■ Document text:
○ ○ ○ ○ ○ ○ ○
Pepper Bio’s WOW factor, the startup is already able to develop precision therapeutics for nearly any disease. This helps them to strategically focus on high prevalence indications with a high disease burden. Initially, the startup is building a portfolio of oncologic assets, eventually they will move into neurodegenerative disorders, inflammatory disorders and then metabolic and other disease categories thereafter. Its important to emphasize they’re the world’s first transomics drug discovery startup that includes genomics, transcriptomics, proteomics, and phosphoproteomics all in one precision medicine development and discovery platform. They not only identify the targets from the beginning of the clinical trial, but also stay with partners throughout the entire process — from lead prioritization to patient selection, and finding the right drug combinations, to indication expansion. Pepper Bio is the only purpose-built drug discovery platform capable of using transomics to capture data from the entire biological spectrum to specifically answer drug development’s biggest questions. The Pepper Bio dictionary of novel technologies might just decipher the mystery of phosphoproteomic data.
Keeping our confidential deal memo private, most importantly Pepper Bio is currently hiring so look them up. There are risks here like Phosphoproteomics is a relatively new and highly complex data type and the startup continues to adopt new data, which the startup will need to successfully integrate, including future omic layers, they’re still early in their commercial & regulatory journey, and both Proteomics & Phosphoproteomics need more research in biology.
We’re super excited for this opportunity to join them on this drug discovery journey, and add value as a Board Observer using our improved Longevity metrics.
○ ○ ○ ○ ○ ○ ○
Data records
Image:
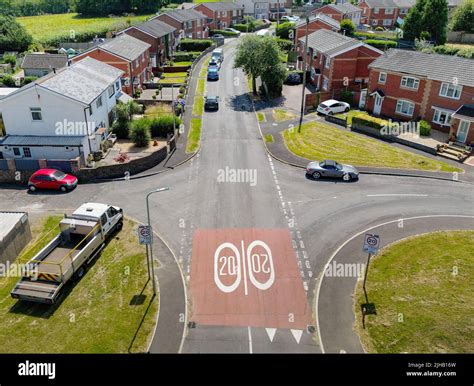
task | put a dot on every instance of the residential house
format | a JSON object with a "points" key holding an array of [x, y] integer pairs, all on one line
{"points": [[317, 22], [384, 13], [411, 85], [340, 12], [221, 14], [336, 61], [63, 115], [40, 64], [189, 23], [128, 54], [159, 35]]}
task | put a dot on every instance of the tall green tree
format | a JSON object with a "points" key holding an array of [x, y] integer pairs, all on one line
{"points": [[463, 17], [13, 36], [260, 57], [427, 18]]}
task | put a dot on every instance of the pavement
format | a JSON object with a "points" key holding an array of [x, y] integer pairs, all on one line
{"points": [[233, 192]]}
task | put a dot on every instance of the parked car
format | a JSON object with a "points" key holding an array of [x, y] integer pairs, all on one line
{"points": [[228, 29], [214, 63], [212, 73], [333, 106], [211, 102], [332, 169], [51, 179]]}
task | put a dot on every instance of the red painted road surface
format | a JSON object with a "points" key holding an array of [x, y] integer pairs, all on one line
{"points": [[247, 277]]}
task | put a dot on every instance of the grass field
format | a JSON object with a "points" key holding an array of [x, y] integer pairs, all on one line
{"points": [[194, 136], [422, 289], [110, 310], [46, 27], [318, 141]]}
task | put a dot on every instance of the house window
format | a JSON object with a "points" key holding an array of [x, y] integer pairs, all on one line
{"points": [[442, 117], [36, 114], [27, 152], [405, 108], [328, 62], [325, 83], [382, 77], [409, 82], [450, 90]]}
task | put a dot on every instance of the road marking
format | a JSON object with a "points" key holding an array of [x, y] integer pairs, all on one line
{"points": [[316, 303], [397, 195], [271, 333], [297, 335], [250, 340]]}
○ ○ ○ ○ ○ ○ ○
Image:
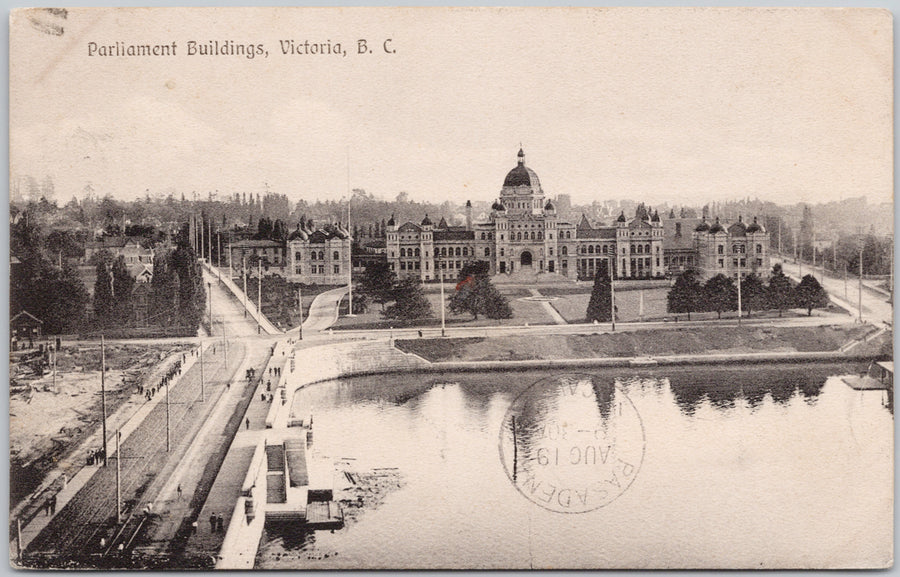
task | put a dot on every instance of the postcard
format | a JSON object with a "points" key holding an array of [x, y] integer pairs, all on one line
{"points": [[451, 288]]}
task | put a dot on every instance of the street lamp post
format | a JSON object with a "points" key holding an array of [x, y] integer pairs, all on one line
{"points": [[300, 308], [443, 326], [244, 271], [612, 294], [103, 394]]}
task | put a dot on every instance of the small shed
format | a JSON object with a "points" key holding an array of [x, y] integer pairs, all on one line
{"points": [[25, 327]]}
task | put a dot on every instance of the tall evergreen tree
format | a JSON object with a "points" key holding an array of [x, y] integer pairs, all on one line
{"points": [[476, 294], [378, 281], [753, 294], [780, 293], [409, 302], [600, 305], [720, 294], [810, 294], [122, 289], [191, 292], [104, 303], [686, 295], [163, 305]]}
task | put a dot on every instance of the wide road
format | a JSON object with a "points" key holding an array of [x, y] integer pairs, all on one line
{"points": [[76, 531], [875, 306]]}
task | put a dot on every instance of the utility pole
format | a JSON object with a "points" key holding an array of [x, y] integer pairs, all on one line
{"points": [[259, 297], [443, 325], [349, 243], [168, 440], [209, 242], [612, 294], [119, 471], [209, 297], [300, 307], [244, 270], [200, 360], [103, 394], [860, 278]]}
○ ○ ○ ○ ○ ○ ○
■ Task details: According to the Pepper Bio text, what kind of assets is the startup initially building a portfolio of? Please answer in a few words.

■ Answer to this task: Oncologic assets.